DOCUMENT PASSAGE:
## begin
Tag Archives: jurors

Sloppiness Does Miniseries Credibility Damage

Although I took exception with the FX miniseries People vs. O.J. Simpson perpetuation of the mischaracterization of Simpson trial judge, Lance Ito, the creators and cast of the drama got a lot right.

Sarah Paulson absolutely nailed it as Marcia Clark, Sterling K. Brown was certainly a believable Christopher Darden. and Joseph Siravo was credible as Fred Goldman. The rest of the cast, except for Kenneth Choi’s voice in his role as Ito, might as well have been playing characters in some unrelated production.

The story line and conflict, also, are fairly accurate so far as what happened in the courtroom. I don’t know about what went on in any private conversations, except those in Ito’s chambers at which I was present. What bugs me, aside from the misrepresentation of Ito, is so much that wasn’t accurate out of sheer sloppiness that was easily avoidable.

It’s unlikely that I’ll hit everything here, but I can at least offer some examples. A couple of observations I made in previous posts on this blog.

One was early on in a scene in which Marcia Clark was standing on the balcony outside the District Attorney’s office in the Criminal Courts Building. That balcony was only a few floors up, probably the third of fourth floor. The District Attorney’s Office was, and still is, on the 18th floor, one floor from the top of the building.

Another was a completely fabricated meeting Ito purportedly had in his chambers with former movie producer-turned author Dominick Dunne. In that scene Ito is depicted pulling open a desk drawer, taking out an autographed picture TV personality Arsenio Hall had sent the judge and showing it to Dunne as if Ito thought it was some terrific get or coveted souvenir.

Rather than just sloppy, that scene had to be a deliberate fantasy. That’s because the miniseries was based on a book published by CNN commentator and writer Jeffery Toobin. Rather than Dunne, it was Toobin to whom Ito showed a photo of Hall. Toobin didn’t forget about that meeting or just misremembered that it was Dunne to whom Ito showed the picture. Toobin wrote about it in his book — sort of.
## end
MATERIAL:
## begin
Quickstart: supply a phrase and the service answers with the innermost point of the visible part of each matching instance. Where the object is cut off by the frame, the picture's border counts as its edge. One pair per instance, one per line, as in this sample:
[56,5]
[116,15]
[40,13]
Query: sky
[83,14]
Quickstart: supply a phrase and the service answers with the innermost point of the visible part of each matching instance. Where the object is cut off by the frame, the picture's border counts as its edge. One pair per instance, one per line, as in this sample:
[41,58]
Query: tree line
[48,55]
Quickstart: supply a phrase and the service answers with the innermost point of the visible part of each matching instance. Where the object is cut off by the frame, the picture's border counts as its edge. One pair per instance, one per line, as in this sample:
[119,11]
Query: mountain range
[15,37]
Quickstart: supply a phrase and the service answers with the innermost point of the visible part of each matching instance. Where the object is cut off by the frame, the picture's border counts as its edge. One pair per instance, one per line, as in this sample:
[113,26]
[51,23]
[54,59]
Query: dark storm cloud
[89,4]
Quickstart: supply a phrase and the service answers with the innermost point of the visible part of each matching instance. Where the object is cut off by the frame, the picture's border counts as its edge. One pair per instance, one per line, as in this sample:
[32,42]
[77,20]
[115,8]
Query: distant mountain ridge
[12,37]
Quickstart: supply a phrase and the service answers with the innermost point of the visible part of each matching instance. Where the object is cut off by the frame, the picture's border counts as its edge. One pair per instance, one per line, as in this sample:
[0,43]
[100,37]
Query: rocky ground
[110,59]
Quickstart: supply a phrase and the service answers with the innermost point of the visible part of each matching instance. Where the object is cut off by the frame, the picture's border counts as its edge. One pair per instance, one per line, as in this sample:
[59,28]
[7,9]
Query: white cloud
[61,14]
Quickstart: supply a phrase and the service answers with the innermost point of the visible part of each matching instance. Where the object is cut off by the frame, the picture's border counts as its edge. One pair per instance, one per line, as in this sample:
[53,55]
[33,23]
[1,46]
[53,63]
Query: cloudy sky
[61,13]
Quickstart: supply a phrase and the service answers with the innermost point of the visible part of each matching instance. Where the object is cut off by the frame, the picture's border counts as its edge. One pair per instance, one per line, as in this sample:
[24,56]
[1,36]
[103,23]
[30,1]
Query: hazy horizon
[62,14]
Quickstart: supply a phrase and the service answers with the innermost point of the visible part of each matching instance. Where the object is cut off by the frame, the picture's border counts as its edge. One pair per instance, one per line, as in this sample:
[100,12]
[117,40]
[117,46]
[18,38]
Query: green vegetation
## end
OBJECTIVES:
A. Name every actor mentioned in the blog post about the O.J. Simpson miniseries.
B. Write the next part of the blog post about the O.J. Simpson miniseries, picking up after its final sentence.
The records have no connection to the text.

PER-TASK ANSWERS:
A. Sarah Paulson, Sterling K. Brown, Joseph Siravo, Kenneth Choi

B.
Here is my account, taken from my notes taken that day and an audio journal entry recorded that evening:

“Like many of his colleagues, Toobin clambered to meet Ito. Ito said no.

‘He’s a month behind the time,’ Ito said in reply to one request in mid-September of 1994. ‘He’s too late.’[i]

But Toobin persisted.[ii]

‘Just a few minutes with the judge,’ he pleaded on another occasion. ‘Just to say hello, to introduce myself and, as a lawyer, shake the judge’s hand.’

In February Ito finally relented, but said to bring him in at the end of the lunch break so he could limit his time with him. As I escorted Toobin to Ito’s chambers, I delivered my spiel that everything, once he crossed the threshold, was off the record. As usual, all manner of files, documents, mementos and other paraphernalia cluttered Ito’s chambers. As Toobin observed the surroundings, Ito showed him what he thought was an example of how crazily things had gotten with public interest in the trial. It was a note television personality Arsenio Hall had sent him in which he compared Ito’s job to President Bill Clinton’s, saying that Clinton has the second hardest job and that Ito had the hardest.[iii] With a shake of his head, Ito said he found it strange that people, even celebrities, apparently wanting to be part of or to somehow relate personally with the trial, would send the court notes and photographs and souvenirs.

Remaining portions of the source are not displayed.